>>

Man kann sagen, dass Bild und Musik einander hier ein gutes Stück entgegenkommen: Während im Falle der Bilder die Rede von Rhythmus eine wie immer elementare Verzeitlichung nahelegt, macht die Musiktheorie einen großen Schritt in Richtung Verräumlichung. Der vorherrschende Eindruck ist allerdings in beiden Fällen der einer Zeitvergessenheit, und es erscheint nötig, gerade die Zeitlichkeit angemessen zur Geltung zu bringen. Interessant als vermittelnde Position ist hier John Dewey, der Kunstwerke insgesamt als Gefüge von Energien beschreibt: «Denn die Idee organisierter Energie bedeutet, daß Rhythmus und Balance nicht getrennt werden können, obschon sie gedanklich unterschieden werden können.» [11] Wenn auch im Bild Balance und Proportion nicht einfach vorliegen, so müssen sie (auch) als rhythmische Verhältnisse und damit als zeitlich gedacht werden.
__________________________________________________
## [ARBEITSSCHRITTE]
1: Schreiben Sie aus dem Übungstext den Abschnitt von „Man kann sagen, dass“ bis „zeitlich gedacht werden.“ wortgetreu ab.
2: Fassen Sie den Übungstext in zwei Sätzen zusammen.

## [LERNMATERIAL]
__________________________________________________
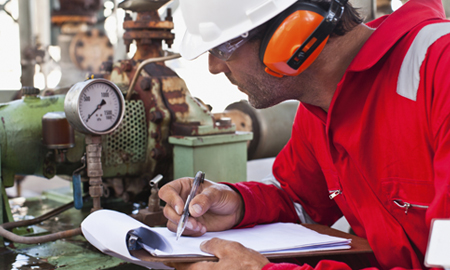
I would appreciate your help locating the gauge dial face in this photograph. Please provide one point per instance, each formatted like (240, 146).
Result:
(100, 107)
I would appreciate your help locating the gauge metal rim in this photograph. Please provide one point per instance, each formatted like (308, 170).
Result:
(72, 101)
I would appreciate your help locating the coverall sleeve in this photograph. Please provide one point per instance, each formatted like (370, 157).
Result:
(436, 68)
(301, 181)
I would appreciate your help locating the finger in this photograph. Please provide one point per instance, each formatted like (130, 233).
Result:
(172, 194)
(209, 197)
(219, 247)
(193, 227)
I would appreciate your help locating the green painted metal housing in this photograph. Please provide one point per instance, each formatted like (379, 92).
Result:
(21, 135)
(223, 157)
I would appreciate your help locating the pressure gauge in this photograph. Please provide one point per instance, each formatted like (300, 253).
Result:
(94, 106)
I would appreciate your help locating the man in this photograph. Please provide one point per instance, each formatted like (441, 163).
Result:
(370, 141)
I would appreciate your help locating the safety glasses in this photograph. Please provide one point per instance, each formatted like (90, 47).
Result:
(226, 49)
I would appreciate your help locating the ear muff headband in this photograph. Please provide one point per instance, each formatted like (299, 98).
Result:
(295, 38)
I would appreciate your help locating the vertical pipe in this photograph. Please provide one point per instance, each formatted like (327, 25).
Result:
(26, 42)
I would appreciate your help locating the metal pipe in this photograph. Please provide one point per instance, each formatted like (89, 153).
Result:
(38, 239)
(142, 65)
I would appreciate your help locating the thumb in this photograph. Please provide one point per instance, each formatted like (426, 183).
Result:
(218, 247)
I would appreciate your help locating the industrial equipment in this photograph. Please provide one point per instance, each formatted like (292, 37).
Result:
(127, 129)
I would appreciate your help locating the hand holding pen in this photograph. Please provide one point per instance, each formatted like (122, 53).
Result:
(199, 179)
(214, 206)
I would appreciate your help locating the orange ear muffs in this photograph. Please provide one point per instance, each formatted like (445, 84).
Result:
(295, 39)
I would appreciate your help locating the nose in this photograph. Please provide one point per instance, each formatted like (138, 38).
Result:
(216, 65)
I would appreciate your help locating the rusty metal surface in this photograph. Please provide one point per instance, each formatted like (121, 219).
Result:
(147, 29)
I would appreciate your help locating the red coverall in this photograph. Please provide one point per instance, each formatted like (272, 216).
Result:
(383, 148)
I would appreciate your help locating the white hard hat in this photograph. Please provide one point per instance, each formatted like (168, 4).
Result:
(212, 22)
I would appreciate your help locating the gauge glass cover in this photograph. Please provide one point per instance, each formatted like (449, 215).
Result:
(99, 107)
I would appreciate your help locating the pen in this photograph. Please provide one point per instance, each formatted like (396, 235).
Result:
(199, 178)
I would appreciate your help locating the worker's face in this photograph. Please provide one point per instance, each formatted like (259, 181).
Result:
(245, 70)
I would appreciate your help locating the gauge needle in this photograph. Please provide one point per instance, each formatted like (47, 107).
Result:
(99, 106)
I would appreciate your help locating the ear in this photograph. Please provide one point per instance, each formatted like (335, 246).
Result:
(302, 26)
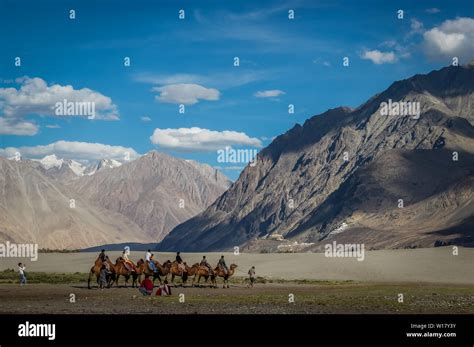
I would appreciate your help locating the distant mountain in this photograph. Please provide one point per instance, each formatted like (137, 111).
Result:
(35, 208)
(356, 175)
(156, 191)
(67, 169)
(102, 165)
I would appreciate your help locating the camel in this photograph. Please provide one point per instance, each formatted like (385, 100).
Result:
(176, 271)
(163, 270)
(95, 270)
(119, 269)
(220, 273)
(203, 271)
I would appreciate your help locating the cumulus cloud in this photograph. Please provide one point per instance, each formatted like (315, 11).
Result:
(35, 97)
(378, 57)
(220, 79)
(269, 93)
(416, 27)
(80, 151)
(185, 93)
(453, 38)
(17, 127)
(198, 139)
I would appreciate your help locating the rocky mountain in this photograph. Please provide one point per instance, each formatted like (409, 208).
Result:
(156, 191)
(67, 169)
(103, 164)
(35, 208)
(386, 179)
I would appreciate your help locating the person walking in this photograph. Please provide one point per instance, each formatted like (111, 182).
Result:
(251, 277)
(22, 273)
(146, 287)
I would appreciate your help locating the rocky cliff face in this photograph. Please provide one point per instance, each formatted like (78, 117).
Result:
(156, 191)
(387, 180)
(37, 209)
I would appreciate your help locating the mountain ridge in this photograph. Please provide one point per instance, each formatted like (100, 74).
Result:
(306, 165)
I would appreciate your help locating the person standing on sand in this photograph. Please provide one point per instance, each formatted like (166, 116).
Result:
(102, 255)
(103, 277)
(251, 276)
(146, 287)
(223, 266)
(22, 273)
(149, 260)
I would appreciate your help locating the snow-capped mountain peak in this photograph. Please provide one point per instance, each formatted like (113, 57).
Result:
(55, 166)
(51, 161)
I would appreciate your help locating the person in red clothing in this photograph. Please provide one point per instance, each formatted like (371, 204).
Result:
(146, 287)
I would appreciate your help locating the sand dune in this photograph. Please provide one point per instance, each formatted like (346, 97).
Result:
(431, 265)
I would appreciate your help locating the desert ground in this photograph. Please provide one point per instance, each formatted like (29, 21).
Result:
(431, 281)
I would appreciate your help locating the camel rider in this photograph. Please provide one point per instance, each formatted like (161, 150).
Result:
(204, 263)
(128, 263)
(102, 255)
(222, 265)
(180, 262)
(149, 260)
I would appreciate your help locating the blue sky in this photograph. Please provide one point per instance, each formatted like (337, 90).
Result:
(190, 61)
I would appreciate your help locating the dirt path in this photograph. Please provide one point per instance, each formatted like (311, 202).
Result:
(434, 265)
(265, 298)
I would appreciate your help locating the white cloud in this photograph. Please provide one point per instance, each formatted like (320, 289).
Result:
(35, 97)
(269, 93)
(453, 38)
(219, 79)
(378, 57)
(185, 93)
(198, 139)
(17, 127)
(80, 151)
(416, 27)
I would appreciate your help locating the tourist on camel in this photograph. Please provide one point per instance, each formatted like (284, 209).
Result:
(146, 287)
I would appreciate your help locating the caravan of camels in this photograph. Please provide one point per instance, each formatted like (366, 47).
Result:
(123, 266)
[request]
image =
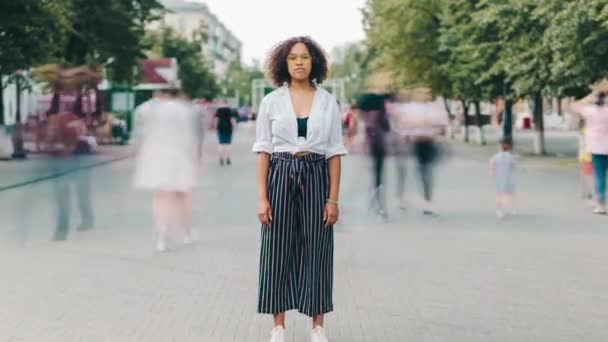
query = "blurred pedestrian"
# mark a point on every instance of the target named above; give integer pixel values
(69, 172)
(502, 168)
(225, 123)
(586, 166)
(377, 127)
(426, 123)
(299, 144)
(168, 161)
(596, 141)
(351, 125)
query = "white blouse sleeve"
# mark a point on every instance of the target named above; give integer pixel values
(263, 141)
(335, 144)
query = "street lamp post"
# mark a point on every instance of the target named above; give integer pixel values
(18, 150)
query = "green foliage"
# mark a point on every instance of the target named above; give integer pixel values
(353, 63)
(30, 32)
(406, 35)
(109, 30)
(469, 48)
(197, 79)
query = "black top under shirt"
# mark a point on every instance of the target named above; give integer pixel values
(302, 127)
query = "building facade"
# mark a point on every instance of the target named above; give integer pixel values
(189, 18)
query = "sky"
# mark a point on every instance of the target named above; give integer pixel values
(260, 24)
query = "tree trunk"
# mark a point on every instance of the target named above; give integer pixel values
(465, 108)
(18, 148)
(482, 139)
(1, 101)
(507, 121)
(539, 143)
(450, 117)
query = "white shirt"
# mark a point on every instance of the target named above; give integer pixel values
(277, 128)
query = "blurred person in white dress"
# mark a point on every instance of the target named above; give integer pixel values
(168, 160)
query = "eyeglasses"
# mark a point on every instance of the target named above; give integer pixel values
(293, 57)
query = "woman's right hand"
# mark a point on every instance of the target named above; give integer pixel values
(264, 212)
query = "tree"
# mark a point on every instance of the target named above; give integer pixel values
(353, 63)
(110, 30)
(30, 32)
(405, 33)
(198, 81)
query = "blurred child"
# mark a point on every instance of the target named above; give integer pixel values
(502, 168)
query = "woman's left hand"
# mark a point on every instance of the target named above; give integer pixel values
(331, 214)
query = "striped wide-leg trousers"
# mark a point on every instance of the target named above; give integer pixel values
(296, 259)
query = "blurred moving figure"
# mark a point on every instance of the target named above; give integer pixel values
(502, 168)
(168, 161)
(596, 142)
(63, 133)
(422, 124)
(586, 166)
(377, 127)
(351, 125)
(225, 123)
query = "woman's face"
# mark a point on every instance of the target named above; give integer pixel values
(299, 62)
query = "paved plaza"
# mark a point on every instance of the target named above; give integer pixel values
(461, 276)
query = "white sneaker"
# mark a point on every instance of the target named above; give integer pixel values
(318, 335)
(277, 334)
(161, 245)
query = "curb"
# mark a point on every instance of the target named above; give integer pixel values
(63, 173)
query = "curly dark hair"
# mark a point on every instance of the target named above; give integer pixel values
(276, 64)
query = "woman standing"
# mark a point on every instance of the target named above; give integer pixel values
(168, 161)
(224, 123)
(299, 144)
(596, 141)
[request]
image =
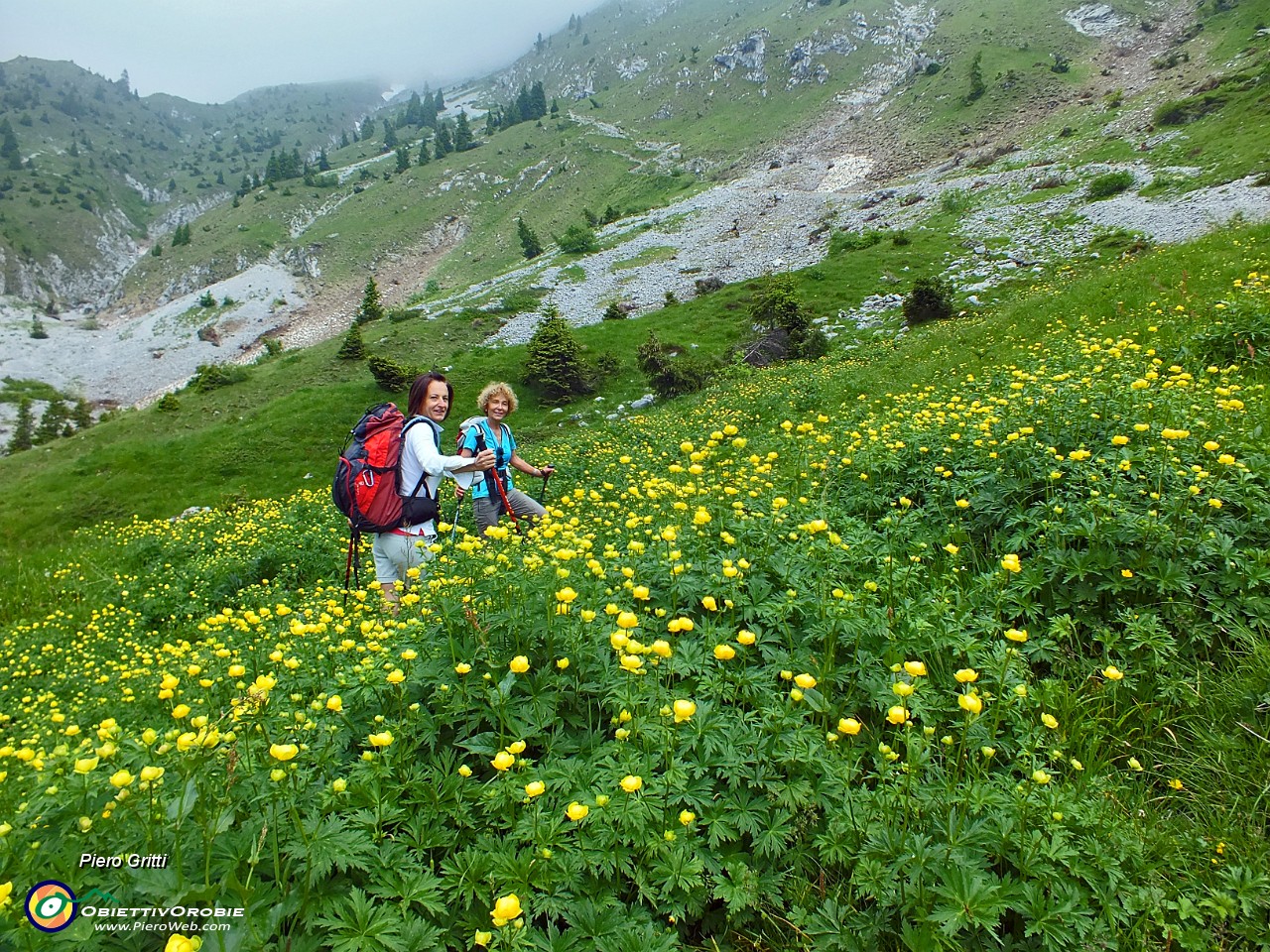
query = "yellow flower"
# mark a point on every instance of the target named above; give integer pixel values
(506, 907)
(684, 710)
(121, 778)
(503, 761)
(284, 752)
(970, 703)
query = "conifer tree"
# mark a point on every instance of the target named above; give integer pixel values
(444, 143)
(23, 429)
(556, 366)
(353, 347)
(51, 422)
(81, 416)
(538, 100)
(372, 307)
(462, 132)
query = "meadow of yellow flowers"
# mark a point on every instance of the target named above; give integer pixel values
(969, 662)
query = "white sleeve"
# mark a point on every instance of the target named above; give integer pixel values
(429, 457)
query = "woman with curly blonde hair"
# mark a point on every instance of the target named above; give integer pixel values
(493, 492)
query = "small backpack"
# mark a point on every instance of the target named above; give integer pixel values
(367, 477)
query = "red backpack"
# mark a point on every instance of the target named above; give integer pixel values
(366, 481)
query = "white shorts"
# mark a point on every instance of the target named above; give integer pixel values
(397, 553)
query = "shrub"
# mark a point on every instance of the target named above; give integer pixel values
(1120, 241)
(1239, 334)
(1110, 184)
(390, 375)
(930, 299)
(578, 240)
(842, 241)
(211, 376)
(956, 200)
(668, 371)
(792, 335)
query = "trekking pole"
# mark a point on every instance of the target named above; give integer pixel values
(548, 472)
(502, 494)
(348, 563)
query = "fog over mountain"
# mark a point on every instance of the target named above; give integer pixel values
(213, 53)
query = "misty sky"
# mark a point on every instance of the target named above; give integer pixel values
(209, 51)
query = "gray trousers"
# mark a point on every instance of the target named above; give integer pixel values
(488, 509)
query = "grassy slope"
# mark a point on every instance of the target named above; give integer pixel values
(164, 143)
(294, 409)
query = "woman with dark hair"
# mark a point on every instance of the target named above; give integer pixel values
(403, 548)
(493, 493)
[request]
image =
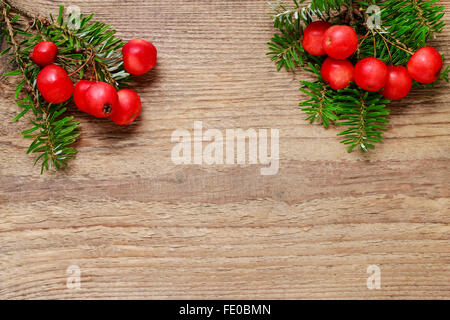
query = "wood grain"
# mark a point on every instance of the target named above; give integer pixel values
(141, 227)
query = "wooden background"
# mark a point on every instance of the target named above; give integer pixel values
(139, 226)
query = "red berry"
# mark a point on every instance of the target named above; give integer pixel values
(44, 53)
(102, 100)
(79, 95)
(139, 57)
(337, 73)
(54, 84)
(425, 65)
(340, 42)
(399, 83)
(313, 37)
(371, 74)
(129, 107)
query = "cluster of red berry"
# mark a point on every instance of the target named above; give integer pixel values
(99, 99)
(340, 42)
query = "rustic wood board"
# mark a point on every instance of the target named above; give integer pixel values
(139, 226)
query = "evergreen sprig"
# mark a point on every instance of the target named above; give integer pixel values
(89, 50)
(407, 25)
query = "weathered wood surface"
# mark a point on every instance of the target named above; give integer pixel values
(139, 226)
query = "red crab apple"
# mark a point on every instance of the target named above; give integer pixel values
(129, 107)
(313, 37)
(139, 57)
(337, 73)
(425, 65)
(340, 42)
(371, 74)
(101, 100)
(79, 95)
(399, 83)
(54, 84)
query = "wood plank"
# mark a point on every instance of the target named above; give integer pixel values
(139, 226)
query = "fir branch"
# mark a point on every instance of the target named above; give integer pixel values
__________________________________________________
## [ERGEBNISSE NACHEINANDER]
1:
Man kann sagen, dass Bild und Musik einander hier ein gutes Stück entgegenkommen: Während im Falle der Bilder die Rede von Rhythmus eine wie immer elementare Verzeitlichung nahelegt, macht die Musiktheorie einen großen Schritt in Richtung Verräumlichung. Der vorherrschende Eindruck ist allerdings in beiden Fällen der einer Zeitvergessenheit, und es erscheint nötig, gerade die Zeitlichkeit angemessen zur Geltung zu bringen. Interessant als vermittelnde Position ist hier John Dewey, der Kunstwerke insgesamt als Gefüge von Energien beschreibt: «Denn die Idee organisierter Energie bedeutet, daß Rhythmus und Balance nicht getrennt werden können, obschon sie gedanklich unterschieden werden können.» [11] Wenn auch im Bild Balance und Proportion nicht einfach vorliegen, so müssen sie (auch) als rhythmische Verhältnisse und damit als zeitlich gedacht werden.

2: Bild und Musik kommen einander entgegen, da beim Bild die Rede von Rhythmus eine Verzeitlichung nahelegt und die Musiktheorie einen Schritt in Richtung Verräumlichung macht, doch in beiden Fällen herrscht der Eindruck einer Zeitvergessenheit. Mit John Dewey, der Kunstwerke als Gefüge von Energien beschreibt, in denen Rhythmus und Balance nicht getrennt werden können, müssen Balance und Proportion im Bild auch als rhythmische und damit zeitliche Verhältnisse gedacht werden.